● The request
Pull out each line of the rows below that contains the string "cuff", matching upper and lower case exactly.

#### Input data

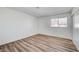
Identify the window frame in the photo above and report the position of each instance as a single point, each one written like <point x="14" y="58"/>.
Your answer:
<point x="59" y="25"/>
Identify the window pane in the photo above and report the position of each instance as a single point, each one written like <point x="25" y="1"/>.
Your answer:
<point x="54" y="22"/>
<point x="63" y="21"/>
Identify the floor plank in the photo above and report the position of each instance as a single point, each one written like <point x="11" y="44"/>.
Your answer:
<point x="40" y="43"/>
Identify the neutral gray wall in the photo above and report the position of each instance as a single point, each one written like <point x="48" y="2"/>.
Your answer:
<point x="44" y="27"/>
<point x="76" y="27"/>
<point x="15" y="25"/>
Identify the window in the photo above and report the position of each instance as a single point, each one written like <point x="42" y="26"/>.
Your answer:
<point x="59" y="22"/>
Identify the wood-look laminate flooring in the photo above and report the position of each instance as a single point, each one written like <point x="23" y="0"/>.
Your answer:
<point x="40" y="43"/>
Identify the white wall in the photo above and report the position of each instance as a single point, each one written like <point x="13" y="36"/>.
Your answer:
<point x="76" y="27"/>
<point x="44" y="27"/>
<point x="15" y="25"/>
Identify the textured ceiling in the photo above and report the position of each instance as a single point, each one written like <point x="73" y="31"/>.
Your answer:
<point x="43" y="11"/>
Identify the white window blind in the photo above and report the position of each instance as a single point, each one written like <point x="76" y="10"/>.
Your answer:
<point x="59" y="22"/>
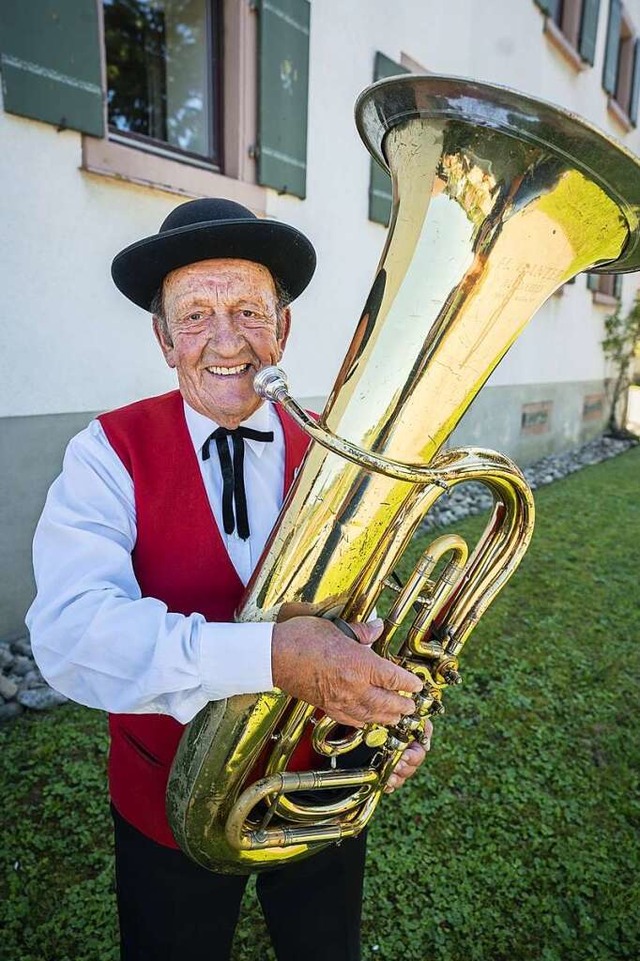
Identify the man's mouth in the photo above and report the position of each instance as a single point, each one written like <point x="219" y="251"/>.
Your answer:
<point x="229" y="371"/>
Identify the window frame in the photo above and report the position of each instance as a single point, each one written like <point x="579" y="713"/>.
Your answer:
<point x="605" y="288"/>
<point x="565" y="40"/>
<point x="619" y="106"/>
<point x="214" y="105"/>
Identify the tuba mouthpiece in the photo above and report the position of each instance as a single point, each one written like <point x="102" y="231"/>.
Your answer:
<point x="271" y="383"/>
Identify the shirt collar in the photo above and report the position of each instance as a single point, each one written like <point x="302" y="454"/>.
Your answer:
<point x="201" y="427"/>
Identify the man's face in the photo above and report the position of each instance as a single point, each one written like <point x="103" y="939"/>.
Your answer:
<point x="223" y="327"/>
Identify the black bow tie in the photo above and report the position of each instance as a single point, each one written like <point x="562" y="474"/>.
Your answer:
<point x="233" y="491"/>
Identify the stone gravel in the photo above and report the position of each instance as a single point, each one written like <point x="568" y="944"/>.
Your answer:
<point x="23" y="688"/>
<point x="474" y="498"/>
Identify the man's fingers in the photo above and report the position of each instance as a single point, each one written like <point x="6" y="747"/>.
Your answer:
<point x="368" y="631"/>
<point x="391" y="677"/>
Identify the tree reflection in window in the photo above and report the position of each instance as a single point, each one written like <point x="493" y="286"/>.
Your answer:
<point x="161" y="71"/>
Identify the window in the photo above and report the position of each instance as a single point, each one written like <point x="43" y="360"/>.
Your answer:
<point x="165" y="77"/>
<point x="572" y="27"/>
<point x="621" y="77"/>
<point x="163" y="73"/>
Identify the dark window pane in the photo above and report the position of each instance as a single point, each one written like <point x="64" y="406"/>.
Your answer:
<point x="161" y="74"/>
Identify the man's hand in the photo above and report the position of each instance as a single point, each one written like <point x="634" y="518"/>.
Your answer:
<point x="410" y="761"/>
<point x="314" y="661"/>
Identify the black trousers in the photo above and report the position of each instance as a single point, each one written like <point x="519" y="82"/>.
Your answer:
<point x="171" y="909"/>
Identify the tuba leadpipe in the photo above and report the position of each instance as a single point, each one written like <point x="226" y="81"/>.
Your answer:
<point x="498" y="200"/>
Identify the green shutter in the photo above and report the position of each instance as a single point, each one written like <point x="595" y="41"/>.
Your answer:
<point x="549" y="7"/>
<point x="50" y="62"/>
<point x="589" y="30"/>
<point x="610" y="74"/>
<point x="635" y="86"/>
<point x="284" y="83"/>
<point x="379" y="180"/>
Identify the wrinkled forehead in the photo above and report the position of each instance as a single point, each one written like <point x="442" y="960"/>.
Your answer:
<point x="220" y="278"/>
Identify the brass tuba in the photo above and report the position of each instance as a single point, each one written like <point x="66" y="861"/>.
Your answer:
<point x="498" y="200"/>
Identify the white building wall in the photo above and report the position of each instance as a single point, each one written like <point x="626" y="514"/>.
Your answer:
<point x="73" y="343"/>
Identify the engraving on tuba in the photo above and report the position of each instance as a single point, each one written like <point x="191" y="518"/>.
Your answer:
<point x="498" y="199"/>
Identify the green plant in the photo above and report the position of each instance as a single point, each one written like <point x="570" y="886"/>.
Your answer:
<point x="622" y="336"/>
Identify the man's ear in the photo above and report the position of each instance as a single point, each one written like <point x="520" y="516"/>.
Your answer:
<point x="284" y="328"/>
<point x="166" y="346"/>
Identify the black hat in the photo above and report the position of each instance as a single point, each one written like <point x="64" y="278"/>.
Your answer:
<point x="209" y="228"/>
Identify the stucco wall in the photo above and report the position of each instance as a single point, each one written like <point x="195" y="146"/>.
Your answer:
<point x="73" y="345"/>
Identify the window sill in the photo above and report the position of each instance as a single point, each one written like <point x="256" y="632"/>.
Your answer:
<point x="111" y="159"/>
<point x="563" y="45"/>
<point x="618" y="114"/>
<point x="607" y="300"/>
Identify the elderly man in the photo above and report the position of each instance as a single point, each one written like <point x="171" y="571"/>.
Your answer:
<point x="146" y="541"/>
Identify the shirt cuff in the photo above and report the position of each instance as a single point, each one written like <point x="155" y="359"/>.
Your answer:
<point x="235" y="659"/>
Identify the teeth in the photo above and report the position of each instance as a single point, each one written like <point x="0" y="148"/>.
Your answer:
<point x="226" y="371"/>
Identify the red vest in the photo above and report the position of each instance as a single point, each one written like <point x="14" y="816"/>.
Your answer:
<point x="179" y="558"/>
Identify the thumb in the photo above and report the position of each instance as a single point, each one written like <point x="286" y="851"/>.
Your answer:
<point x="369" y="631"/>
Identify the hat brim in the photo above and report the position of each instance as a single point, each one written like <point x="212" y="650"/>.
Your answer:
<point x="138" y="270"/>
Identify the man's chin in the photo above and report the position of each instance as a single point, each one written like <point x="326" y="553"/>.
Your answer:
<point x="224" y="410"/>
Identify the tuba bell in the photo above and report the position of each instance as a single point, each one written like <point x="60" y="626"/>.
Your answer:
<point x="498" y="200"/>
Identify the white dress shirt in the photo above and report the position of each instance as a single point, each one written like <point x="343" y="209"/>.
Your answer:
<point x="94" y="637"/>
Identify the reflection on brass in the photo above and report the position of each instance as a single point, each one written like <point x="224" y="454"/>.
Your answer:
<point x="497" y="200"/>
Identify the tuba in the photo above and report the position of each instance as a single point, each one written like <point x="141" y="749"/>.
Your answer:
<point x="498" y="200"/>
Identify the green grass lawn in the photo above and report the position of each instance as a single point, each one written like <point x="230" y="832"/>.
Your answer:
<point x="518" y="839"/>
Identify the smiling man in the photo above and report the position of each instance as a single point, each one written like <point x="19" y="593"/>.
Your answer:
<point x="141" y="556"/>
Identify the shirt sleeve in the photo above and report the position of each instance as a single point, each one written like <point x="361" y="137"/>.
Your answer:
<point x="94" y="637"/>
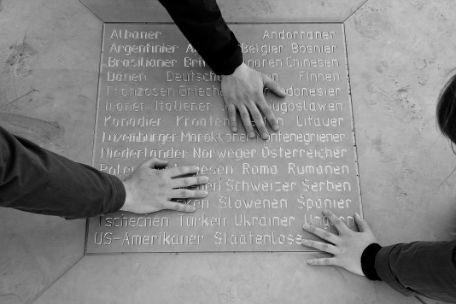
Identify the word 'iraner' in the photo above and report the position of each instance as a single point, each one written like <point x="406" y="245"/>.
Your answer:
<point x="158" y="105"/>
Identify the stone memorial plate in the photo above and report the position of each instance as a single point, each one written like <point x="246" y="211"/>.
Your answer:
<point x="157" y="98"/>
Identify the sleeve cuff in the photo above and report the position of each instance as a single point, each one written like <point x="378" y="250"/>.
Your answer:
<point x="368" y="261"/>
<point x="232" y="58"/>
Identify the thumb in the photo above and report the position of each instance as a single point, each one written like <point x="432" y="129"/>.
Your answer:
<point x="362" y="224"/>
<point x="273" y="86"/>
<point x="155" y="163"/>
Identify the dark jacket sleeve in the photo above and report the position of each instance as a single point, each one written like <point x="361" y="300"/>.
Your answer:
<point x="202" y="24"/>
<point x="36" y="180"/>
<point x="425" y="268"/>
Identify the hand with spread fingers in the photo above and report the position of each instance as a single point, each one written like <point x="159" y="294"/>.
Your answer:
<point x="346" y="247"/>
<point x="243" y="92"/>
<point x="152" y="187"/>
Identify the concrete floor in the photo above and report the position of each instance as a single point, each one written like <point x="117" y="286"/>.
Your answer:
<point x="400" y="53"/>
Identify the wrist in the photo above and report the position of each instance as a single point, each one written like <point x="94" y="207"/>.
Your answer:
<point x="368" y="261"/>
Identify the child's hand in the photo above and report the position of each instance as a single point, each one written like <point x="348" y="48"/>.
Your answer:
<point x="346" y="248"/>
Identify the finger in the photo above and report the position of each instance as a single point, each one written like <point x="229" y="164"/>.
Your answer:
<point x="337" y="222"/>
<point x="179" y="207"/>
<point x="245" y="117"/>
<point x="155" y="163"/>
<point x="189" y="181"/>
<point x="361" y="223"/>
<point x="180" y="171"/>
<point x="186" y="193"/>
<point x="268" y="113"/>
<point x="321" y="233"/>
<point x="321" y="246"/>
<point x="322" y="262"/>
<point x="232" y="117"/>
<point x="259" y="122"/>
<point x="273" y="86"/>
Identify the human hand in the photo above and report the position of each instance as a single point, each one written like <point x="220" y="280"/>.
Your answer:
<point x="151" y="187"/>
<point x="346" y="248"/>
<point x="243" y="91"/>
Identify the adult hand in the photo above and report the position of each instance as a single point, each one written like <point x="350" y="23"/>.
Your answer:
<point x="151" y="187"/>
<point x="346" y="248"/>
<point x="243" y="91"/>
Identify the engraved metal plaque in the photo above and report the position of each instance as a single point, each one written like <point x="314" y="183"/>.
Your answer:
<point x="157" y="98"/>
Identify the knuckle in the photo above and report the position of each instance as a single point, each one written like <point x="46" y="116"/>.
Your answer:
<point x="184" y="193"/>
<point x="187" y="182"/>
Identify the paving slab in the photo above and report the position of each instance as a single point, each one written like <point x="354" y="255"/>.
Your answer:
<point x="49" y="54"/>
<point x="232" y="11"/>
<point x="212" y="278"/>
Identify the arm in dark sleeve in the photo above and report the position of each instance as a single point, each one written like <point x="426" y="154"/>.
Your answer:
<point x="36" y="180"/>
<point x="426" y="268"/>
<point x="202" y="24"/>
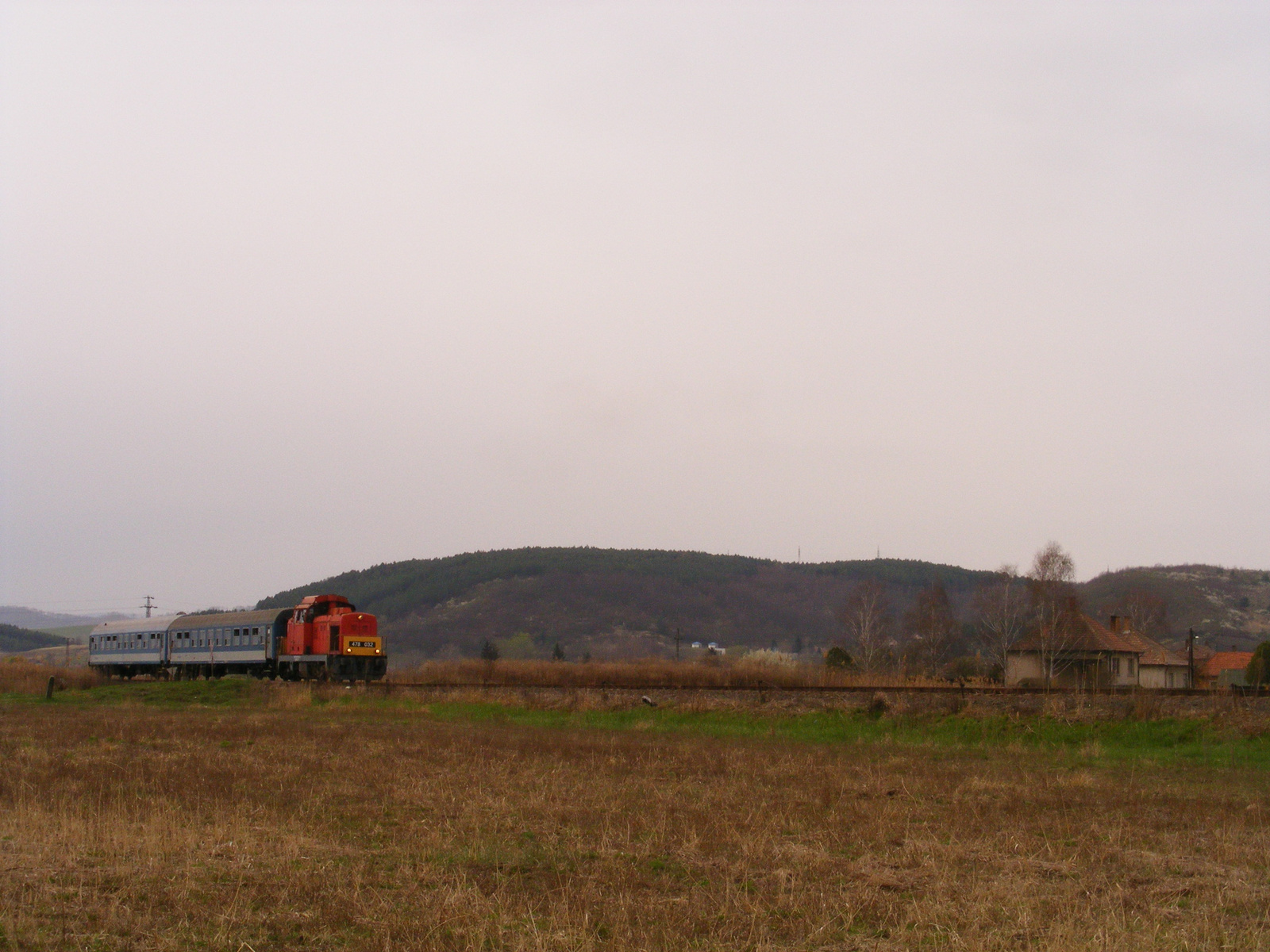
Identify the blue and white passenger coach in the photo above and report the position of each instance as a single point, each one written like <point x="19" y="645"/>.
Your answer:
<point x="245" y="643"/>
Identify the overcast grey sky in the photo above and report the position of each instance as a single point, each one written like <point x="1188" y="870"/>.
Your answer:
<point x="295" y="289"/>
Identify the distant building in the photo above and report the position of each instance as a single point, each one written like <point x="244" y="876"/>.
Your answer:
<point x="1098" y="657"/>
<point x="1157" y="666"/>
<point x="1222" y="670"/>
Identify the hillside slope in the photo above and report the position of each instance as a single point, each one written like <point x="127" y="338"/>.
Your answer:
<point x="633" y="602"/>
<point x="14" y="639"/>
<point x="615" y="602"/>
<point x="1231" y="607"/>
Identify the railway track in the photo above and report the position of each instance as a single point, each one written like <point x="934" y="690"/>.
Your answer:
<point x="827" y="689"/>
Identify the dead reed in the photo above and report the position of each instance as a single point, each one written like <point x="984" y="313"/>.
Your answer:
<point x="654" y="672"/>
<point x="352" y="828"/>
<point x="22" y="677"/>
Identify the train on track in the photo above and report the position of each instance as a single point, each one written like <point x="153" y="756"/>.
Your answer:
<point x="321" y="639"/>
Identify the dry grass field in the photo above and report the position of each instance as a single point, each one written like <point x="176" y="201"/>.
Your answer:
<point x="742" y="672"/>
<point x="248" y="816"/>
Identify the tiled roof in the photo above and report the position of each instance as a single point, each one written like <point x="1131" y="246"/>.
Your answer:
<point x="1089" y="636"/>
<point x="1153" y="651"/>
<point x="1226" y="662"/>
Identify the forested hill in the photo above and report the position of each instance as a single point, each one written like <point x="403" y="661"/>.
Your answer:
<point x="615" y="602"/>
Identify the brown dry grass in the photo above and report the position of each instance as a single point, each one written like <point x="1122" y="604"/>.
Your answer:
<point x="654" y="672"/>
<point x="22" y="677"/>
<point x="298" y="827"/>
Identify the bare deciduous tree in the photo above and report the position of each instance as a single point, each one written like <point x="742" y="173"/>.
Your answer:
<point x="1147" y="613"/>
<point x="867" y="619"/>
<point x="1001" y="612"/>
<point x="1054" y="605"/>
<point x="931" y="628"/>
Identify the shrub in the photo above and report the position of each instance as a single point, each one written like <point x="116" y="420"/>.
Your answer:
<point x="1259" y="668"/>
<point x="838" y="658"/>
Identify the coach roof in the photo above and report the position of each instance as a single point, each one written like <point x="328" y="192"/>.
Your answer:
<point x="133" y="626"/>
<point x="228" y="620"/>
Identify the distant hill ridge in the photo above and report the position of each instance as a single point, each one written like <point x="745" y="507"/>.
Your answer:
<point x="14" y="639"/>
<point x="615" y="601"/>
<point x="629" y="602"/>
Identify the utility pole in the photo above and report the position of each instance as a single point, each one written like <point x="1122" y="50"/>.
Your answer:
<point x="1191" y="655"/>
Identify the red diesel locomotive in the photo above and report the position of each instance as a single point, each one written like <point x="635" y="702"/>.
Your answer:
<point x="324" y="638"/>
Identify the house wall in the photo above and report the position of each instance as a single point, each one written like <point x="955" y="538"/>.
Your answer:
<point x="1086" y="670"/>
<point x="1156" y="676"/>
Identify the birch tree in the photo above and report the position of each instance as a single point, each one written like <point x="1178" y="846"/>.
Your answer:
<point x="868" y="620"/>
<point x="1001" y="612"/>
<point x="1054" y="606"/>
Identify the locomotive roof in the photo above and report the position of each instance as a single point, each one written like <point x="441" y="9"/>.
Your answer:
<point x="228" y="620"/>
<point x="131" y="626"/>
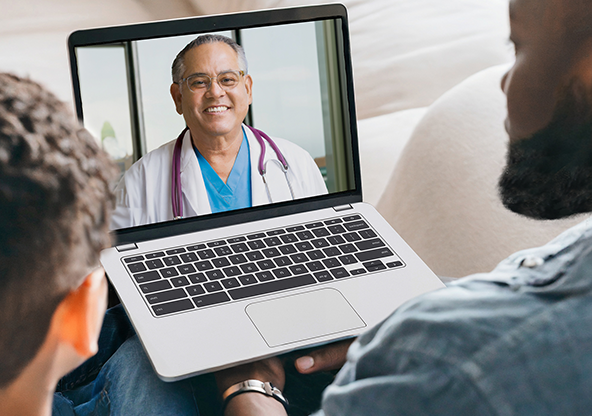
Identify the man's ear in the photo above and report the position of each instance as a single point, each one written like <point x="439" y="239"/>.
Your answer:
<point x="78" y="318"/>
<point x="177" y="97"/>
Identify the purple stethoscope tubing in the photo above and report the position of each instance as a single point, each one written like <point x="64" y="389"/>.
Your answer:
<point x="176" y="195"/>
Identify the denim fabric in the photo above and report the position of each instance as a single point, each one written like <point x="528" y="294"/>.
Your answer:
<point x="515" y="341"/>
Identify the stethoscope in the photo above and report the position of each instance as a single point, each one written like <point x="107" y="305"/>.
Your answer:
<point x="176" y="195"/>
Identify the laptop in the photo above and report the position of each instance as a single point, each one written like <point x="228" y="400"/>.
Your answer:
<point x="207" y="292"/>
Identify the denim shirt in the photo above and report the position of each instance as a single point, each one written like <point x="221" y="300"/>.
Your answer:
<point x="516" y="341"/>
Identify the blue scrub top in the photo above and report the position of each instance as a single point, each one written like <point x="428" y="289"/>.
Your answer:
<point x="236" y="192"/>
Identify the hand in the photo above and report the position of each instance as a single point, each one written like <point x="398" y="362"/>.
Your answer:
<point x="270" y="369"/>
<point x="329" y="357"/>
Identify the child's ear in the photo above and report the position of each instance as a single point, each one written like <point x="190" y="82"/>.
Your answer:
<point x="79" y="316"/>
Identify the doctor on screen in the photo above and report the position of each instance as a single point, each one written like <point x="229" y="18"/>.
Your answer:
<point x="217" y="163"/>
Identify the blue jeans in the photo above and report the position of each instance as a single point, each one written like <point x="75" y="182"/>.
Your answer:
<point x="119" y="380"/>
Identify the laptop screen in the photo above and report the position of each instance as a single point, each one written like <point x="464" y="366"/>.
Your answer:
<point x="296" y="75"/>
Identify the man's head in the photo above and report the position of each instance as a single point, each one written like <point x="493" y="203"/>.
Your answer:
<point x="212" y="105"/>
<point x="54" y="209"/>
<point x="549" y="94"/>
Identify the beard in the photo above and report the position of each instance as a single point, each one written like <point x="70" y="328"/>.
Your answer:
<point x="549" y="175"/>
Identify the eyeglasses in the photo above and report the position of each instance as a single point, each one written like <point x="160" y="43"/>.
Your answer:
<point x="227" y="80"/>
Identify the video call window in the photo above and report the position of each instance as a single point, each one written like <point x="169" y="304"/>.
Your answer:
<point x="296" y="93"/>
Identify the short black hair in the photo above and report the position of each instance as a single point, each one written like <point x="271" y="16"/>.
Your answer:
<point x="55" y="203"/>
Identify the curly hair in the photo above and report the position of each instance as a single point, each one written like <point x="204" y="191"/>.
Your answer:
<point x="55" y="203"/>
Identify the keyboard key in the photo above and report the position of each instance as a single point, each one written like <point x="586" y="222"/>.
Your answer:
<point x="133" y="259"/>
<point x="321" y="232"/>
<point x="351" y="218"/>
<point x="351" y="237"/>
<point x="186" y="269"/>
<point x="206" y="254"/>
<point x="336" y="239"/>
<point x="195" y="290"/>
<point x="304" y="246"/>
<point x="299" y="258"/>
<point x="172" y="307"/>
<point x="169" y="272"/>
<point x="356" y="225"/>
<point x="348" y="248"/>
<point x="166" y="296"/>
<point x="266" y="264"/>
<point x="237" y="259"/>
<point x="248" y="279"/>
<point x="222" y="262"/>
<point x="198" y="278"/>
<point x="154" y="264"/>
<point x="273" y="241"/>
<point x="314" y="266"/>
<point x="283" y="261"/>
<point x="249" y="268"/>
<point x="298" y="269"/>
<point x="264" y="276"/>
<point x="256" y="244"/>
<point x="349" y="259"/>
<point x="136" y="267"/>
<point x="339" y="273"/>
<point x="254" y="255"/>
<point x="336" y="229"/>
<point x="374" y="254"/>
<point x="271" y="252"/>
<point x="367" y="234"/>
<point x="289" y="238"/>
<point x="276" y="232"/>
<point x="373" y="266"/>
<point x="331" y="263"/>
<point x="331" y="251"/>
<point x="211" y="299"/>
<point x="188" y="257"/>
<point x="236" y="240"/>
<point x="180" y="281"/>
<point x="231" y="271"/>
<point x="316" y="255"/>
<point x="323" y="276"/>
<point x="230" y="283"/>
<point x="223" y="251"/>
<point x="216" y="243"/>
<point x="240" y="248"/>
<point x="270" y="287"/>
<point x="155" y="286"/>
<point x="215" y="274"/>
<point x="305" y="235"/>
<point x="146" y="277"/>
<point x="256" y="236"/>
<point x="203" y="265"/>
<point x="175" y="251"/>
<point x="213" y="286"/>
<point x="289" y="249"/>
<point x="281" y="272"/>
<point x="368" y="244"/>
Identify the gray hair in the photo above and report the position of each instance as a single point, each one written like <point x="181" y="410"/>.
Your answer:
<point x="178" y="67"/>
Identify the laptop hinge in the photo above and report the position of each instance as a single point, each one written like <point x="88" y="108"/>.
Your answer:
<point x="342" y="207"/>
<point x="127" y="247"/>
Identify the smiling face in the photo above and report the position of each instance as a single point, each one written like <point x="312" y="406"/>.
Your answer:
<point x="213" y="114"/>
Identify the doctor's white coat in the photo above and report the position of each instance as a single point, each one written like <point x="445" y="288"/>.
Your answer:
<point x="144" y="193"/>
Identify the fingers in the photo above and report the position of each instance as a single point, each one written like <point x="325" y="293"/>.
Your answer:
<point x="329" y="357"/>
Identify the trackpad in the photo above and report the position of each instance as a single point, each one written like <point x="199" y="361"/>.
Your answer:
<point x="304" y="316"/>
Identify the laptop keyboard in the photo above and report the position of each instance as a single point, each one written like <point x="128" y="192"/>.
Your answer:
<point x="215" y="272"/>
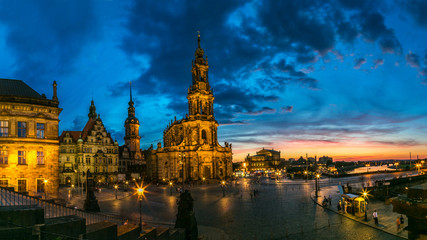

########

● The answer
Identify the shirt cuff in the photo above and report the position of each instance as a single point, each one written like <point x="155" y="359"/>.
Identify the sleeve cuff in the photo above and report the position of each instance as a single point, each one written like <point x="378" y="250"/>.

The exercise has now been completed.